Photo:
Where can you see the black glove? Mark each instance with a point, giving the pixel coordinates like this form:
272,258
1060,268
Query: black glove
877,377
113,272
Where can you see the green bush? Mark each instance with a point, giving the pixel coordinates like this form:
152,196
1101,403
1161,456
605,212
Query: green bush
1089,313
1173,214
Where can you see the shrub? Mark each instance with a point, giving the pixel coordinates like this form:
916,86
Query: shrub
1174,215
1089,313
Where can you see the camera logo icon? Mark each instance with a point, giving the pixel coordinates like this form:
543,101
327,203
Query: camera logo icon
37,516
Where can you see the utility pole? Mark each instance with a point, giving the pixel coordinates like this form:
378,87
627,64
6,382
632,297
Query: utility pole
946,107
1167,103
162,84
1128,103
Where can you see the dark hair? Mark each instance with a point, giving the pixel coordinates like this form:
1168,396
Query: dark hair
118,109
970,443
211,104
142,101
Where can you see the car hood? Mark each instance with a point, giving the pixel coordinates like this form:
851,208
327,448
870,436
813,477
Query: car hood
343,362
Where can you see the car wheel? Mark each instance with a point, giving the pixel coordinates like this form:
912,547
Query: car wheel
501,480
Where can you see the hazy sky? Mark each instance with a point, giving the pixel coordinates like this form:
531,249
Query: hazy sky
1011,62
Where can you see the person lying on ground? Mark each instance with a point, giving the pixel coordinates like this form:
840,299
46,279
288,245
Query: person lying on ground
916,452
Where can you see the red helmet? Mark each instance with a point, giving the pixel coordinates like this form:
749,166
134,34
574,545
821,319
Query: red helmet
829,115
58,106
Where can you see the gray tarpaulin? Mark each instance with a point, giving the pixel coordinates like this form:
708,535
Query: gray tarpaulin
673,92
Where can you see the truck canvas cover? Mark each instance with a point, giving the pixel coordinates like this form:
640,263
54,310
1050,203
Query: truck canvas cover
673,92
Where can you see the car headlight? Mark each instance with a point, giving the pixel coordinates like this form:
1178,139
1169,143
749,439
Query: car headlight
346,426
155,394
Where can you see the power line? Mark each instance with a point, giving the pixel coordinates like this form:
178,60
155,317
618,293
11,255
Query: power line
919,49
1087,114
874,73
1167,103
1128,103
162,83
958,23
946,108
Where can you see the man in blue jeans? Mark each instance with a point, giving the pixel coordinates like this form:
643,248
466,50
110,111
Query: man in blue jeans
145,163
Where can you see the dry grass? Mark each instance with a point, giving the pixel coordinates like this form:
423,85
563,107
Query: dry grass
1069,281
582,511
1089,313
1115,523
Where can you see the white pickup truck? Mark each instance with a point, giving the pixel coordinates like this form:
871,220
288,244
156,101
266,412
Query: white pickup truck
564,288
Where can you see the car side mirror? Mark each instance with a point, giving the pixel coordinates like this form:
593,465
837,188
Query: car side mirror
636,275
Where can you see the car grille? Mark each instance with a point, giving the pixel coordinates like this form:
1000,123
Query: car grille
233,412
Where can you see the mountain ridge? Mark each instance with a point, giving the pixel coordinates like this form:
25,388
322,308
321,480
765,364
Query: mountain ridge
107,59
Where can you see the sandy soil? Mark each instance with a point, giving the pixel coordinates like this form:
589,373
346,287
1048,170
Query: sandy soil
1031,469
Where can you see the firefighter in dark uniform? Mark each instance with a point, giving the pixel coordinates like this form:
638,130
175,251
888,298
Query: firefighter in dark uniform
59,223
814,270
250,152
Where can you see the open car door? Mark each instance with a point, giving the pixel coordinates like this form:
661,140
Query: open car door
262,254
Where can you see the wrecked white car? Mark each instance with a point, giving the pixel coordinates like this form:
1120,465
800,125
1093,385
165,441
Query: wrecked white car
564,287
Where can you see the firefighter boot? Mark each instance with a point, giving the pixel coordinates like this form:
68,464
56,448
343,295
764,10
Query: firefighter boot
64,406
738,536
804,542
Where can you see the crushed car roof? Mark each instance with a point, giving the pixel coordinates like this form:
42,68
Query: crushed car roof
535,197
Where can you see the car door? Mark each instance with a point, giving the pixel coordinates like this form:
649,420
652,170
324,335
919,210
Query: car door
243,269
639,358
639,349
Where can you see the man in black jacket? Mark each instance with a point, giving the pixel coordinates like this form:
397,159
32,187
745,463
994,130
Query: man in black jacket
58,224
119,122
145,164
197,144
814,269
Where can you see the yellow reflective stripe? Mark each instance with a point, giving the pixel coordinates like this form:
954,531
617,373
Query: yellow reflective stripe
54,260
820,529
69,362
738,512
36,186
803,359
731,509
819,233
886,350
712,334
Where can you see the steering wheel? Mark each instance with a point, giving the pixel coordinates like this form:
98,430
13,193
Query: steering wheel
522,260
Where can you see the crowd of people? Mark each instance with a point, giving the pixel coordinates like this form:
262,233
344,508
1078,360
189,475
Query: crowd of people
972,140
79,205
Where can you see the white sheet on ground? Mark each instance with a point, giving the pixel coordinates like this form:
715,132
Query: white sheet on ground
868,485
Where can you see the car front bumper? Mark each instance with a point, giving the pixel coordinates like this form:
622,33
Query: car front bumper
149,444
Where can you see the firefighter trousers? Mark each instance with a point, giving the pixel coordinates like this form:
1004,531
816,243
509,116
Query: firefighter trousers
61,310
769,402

□ □ □ □ □ □ □

[WHAT IS EXPECTED]
Copy the stretch of the records above, from the line containing "Where can you see the car front" through the end of the records, reproducing each line without any change.

[OUTPUT FOR THIS TASK]
Where can you see the car front bumper? Mark each instance with a point, giving the pixel coordinates like this form:
622,33
Query: car front bumper
149,444
Where can you see the firefighter trousers? Mark each instance with a point, giving the pixel coordinates like this form:
1004,531
816,243
509,116
Query: firefighter trousers
61,310
769,402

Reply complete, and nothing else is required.